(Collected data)
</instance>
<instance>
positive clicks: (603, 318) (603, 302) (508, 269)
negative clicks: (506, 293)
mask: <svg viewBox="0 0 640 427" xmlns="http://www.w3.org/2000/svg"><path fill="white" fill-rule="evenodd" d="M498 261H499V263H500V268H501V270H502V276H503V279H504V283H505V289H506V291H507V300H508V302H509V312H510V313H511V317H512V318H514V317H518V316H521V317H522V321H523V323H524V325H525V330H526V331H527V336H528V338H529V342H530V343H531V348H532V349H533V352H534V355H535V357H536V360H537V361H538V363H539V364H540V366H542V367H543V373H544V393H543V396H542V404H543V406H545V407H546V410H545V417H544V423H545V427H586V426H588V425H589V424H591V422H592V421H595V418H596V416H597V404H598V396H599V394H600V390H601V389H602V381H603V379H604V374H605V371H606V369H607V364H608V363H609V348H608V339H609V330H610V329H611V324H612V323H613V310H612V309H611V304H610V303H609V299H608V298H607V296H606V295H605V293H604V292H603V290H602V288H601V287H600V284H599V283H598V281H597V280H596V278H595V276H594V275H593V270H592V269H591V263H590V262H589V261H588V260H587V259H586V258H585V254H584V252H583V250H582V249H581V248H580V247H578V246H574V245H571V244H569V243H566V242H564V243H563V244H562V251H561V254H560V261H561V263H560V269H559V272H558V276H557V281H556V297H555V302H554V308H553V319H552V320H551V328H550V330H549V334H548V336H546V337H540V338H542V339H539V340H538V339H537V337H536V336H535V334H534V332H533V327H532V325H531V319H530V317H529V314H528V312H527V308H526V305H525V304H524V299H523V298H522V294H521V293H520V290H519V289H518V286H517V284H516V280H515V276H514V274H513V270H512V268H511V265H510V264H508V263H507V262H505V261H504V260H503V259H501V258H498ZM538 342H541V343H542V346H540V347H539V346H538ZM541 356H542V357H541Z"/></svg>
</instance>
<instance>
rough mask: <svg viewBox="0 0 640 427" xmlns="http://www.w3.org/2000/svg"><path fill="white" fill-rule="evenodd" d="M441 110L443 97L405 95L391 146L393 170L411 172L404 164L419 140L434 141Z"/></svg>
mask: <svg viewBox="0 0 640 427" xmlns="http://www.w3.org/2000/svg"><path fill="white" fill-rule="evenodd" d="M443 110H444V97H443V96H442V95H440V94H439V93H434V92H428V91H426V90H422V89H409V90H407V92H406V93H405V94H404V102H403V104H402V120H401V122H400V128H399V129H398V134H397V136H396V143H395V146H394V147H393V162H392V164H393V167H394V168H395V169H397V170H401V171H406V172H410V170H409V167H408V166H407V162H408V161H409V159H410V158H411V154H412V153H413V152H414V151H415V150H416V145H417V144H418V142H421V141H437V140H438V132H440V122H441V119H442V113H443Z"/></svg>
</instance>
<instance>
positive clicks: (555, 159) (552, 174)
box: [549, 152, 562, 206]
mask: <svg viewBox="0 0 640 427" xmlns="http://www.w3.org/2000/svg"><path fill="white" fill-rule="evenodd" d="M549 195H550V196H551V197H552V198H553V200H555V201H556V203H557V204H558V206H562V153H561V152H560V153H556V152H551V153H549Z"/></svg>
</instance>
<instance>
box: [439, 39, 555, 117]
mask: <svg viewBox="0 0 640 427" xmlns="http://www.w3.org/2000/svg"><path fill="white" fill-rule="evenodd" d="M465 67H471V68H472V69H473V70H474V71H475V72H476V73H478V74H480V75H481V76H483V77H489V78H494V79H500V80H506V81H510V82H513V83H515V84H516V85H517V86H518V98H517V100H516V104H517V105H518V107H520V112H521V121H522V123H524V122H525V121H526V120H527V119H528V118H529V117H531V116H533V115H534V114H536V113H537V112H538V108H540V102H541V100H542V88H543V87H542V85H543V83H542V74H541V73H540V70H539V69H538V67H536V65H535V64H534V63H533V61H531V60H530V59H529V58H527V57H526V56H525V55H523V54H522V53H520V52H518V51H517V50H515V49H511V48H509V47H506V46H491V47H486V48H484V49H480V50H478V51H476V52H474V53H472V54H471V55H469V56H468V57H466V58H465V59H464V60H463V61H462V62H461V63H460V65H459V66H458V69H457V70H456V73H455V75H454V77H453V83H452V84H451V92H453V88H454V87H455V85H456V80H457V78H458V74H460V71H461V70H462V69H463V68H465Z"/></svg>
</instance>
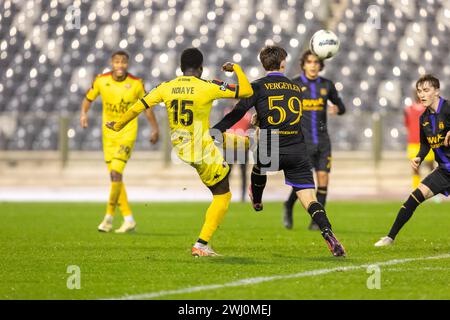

* [YOUR ASSIGNMENT]: Among the lines above, find those with the word "positive". Copy them.

* [YOUR SOLUTION]:
positive clicks: (603, 318) (603, 302) (508, 269)
positive clicks: (555, 159) (552, 174)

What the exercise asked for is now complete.